Отрывок текста:
Вот такая псевдофилософская мутота начала кружиться в моей голове, когда Анна, жена Городницкого, позвонила и сказала, что Саня в больнице, что орет от болей и что, может быть, его придется оперировать.

Она говорит, а я и слушаю и кручу в голове вот это, что сейчас записал. Мол, болит у всех одинаково, а реагируют по-разному… Что каждая болезнь случайна, а звонки мне закономерны. Что Анна не только жена Городницкого, но и поэт Анна Наль, а потому случайности в ее монологе тоже закономерны…

Алик Городницкий до нашей встречи жил в Питере и, будучи океанологом, плавал вместе с моим другом еще со школьных лет, Игорем Белоусовым. Игорь приходил из плавания и много рассказывал про какого-то Алика, который стихи пишет и песни слагает, что он приятель Дезика Самойлова, что женился на москвичке и скоро в столицу переедет. Не больно мы трепетали перед грядущим знакомством. Какой-то Алик Городницкий! Да и имя-то - Алик! Сколько их, в нашем поколении, Аликов. Когда он появился, мы стали звать его, по-видимому из какого-то внутреннего протеста, Саня.

Что сделать:
Продолжите отрывок о Городницком, начав сразу после его последнего предложения. Записи никак не связаны с этим отрывком.

Имеющиеся данные:
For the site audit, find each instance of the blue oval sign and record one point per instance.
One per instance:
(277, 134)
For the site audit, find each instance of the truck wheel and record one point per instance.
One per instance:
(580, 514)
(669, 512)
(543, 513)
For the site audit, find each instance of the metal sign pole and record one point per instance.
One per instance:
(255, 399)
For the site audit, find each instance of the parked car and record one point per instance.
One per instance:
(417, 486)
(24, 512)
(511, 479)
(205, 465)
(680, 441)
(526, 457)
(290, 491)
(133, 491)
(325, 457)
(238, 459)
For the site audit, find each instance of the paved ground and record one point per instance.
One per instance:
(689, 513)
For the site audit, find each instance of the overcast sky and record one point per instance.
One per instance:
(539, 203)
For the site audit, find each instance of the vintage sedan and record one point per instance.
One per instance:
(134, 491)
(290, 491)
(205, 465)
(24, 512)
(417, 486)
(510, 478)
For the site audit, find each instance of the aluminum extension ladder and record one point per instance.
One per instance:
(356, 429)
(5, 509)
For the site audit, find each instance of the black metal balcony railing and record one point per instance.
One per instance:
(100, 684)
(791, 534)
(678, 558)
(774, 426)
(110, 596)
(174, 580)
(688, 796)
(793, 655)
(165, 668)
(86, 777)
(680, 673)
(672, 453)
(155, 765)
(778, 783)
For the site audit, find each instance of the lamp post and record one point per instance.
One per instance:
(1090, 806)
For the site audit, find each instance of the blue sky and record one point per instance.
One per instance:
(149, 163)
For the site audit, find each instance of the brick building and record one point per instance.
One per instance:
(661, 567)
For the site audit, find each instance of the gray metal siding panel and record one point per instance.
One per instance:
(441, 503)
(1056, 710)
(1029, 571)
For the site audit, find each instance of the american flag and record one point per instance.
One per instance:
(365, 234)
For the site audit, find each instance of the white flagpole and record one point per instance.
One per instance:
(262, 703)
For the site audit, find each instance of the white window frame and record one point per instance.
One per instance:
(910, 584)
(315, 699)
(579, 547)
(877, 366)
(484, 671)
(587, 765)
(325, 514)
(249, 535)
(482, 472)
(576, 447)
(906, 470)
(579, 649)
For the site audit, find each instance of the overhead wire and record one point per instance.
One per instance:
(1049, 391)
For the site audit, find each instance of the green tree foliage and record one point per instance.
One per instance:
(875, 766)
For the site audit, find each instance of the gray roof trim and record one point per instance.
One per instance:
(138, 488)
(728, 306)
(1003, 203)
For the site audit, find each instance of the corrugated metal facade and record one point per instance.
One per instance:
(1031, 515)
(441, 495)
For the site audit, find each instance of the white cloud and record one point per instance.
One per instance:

Ваш ответ:
Появился он, когда Игорек наш внезапно умер. Игорь, был большой, а сердце оказалось у него маленькое, не хватило сил носить такое крупное тело. Сорок три года! Первая смерть в нашей компании. Шесть мужиков ревели как белуги. По себе плакали. Брюхом поняли, что есть норма, а что артефакт. Но уж очень рано: Игорь - сорок три года, Юра Бразильский - сорок пять, Юра Ханютин - сорок восемь, Тоник Эйдельман - пятьдесят девять, Володя Левертов - шестьдесят шесть. Мы-то, оставшиеся, уже имеем право пожить, заслужили, а те - поторопились, они еще имели право только жить!..

Игорь умер, и приехал Саня - познакомились.

"Мы с тобой случайно в жизни встретились…"

Говорят, Саня хороший ученый. Не знаю - не компетентен. Но он, точно знаю, путешественник, океанолог, доктор наук, профессор, член Академии естественных наук. Саня - бард. Подразумевается - сочиняет песни и поет их под гитару. А играть на ней не умеет, и голос… Ну, голос… А мы слушаем, радуемся.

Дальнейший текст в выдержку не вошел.